_Provided passage_
◇ ◇ ◇

Thursday, May 20, 2010

Uta Barth: ... to walk without destination and to see only to see. @Tanya Bonakdar

JTF (just the facts): This show contains a combination of current work and reprints of work from decades ago. The main gallery contains 8 color works, all made in 2010, each a diptych or triptych. In these works, the left panel inkjet print is 41x32 and the right panel inkjet print(s) are 41x46. The works are printed in editions of 6+2 and framed in white with no mat. The rear gallery contains 7 works (ranging from 1 to 16 series prints each), made in 1979-1982 and printed in 2010. The black and white inkjet prints (framed in white with no mat) are all roughly 11x9, and are also made in editions of 6+2. A new monograph of the artist's work, The Long Now, was recently published by Gregory Miller and is available from the gallery. A companion exhibit of the same bodies of work is now on display at 1301PE Gallery in Los Angeles (here). (Installation shots at right.)

◇ ◇ ◇

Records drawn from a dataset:
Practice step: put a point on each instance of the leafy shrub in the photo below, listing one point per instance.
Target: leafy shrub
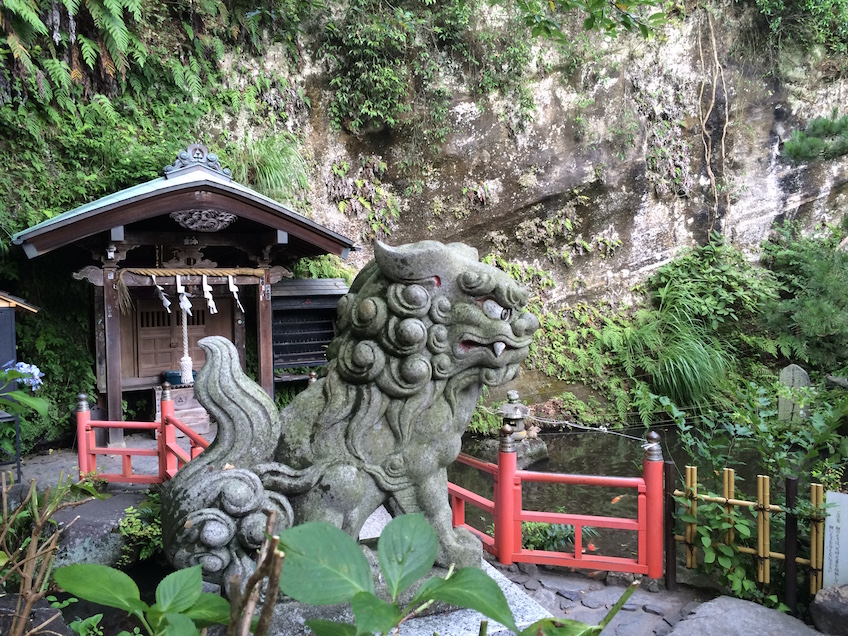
(142, 530)
(324, 266)
(802, 22)
(811, 315)
(554, 537)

◇ ◇ ◇

_Problem set_
1. According to the gallery review, how many color works are in the main gallery?
2. Copy the gallery review word for word from "JTF (just the" to "shots at right.)".

_Task-by-task answers_
1. 8 color works.

2.
JTF (just the facts): This show contains a combination of current work and reprints of work from decades ago. The main gallery contains 8 color works, all made in 2010, each a diptych or triptych. In these works, the left panel inkjet print is 41x32 and the right panel inkjet print(s) are 41x46. The works are printed in editions of 6+2 and framed in white with no mat. The rear gallery contains 7 works (ranging from 1 to 16 series prints each), made in 1979-1982 and printed in 2010. The black and white inkjet prints (framed in white with no mat) are all roughly 11x9, and are also made in editions of 6+2. A new monograph of the artist's work, The Long Now, was recently published by Gregory Miller and is available from the gallery. A companion exhibit of the same bodies of work is now on display at 1301PE Gallery in Los Angeles (here). (Installation shots at right.)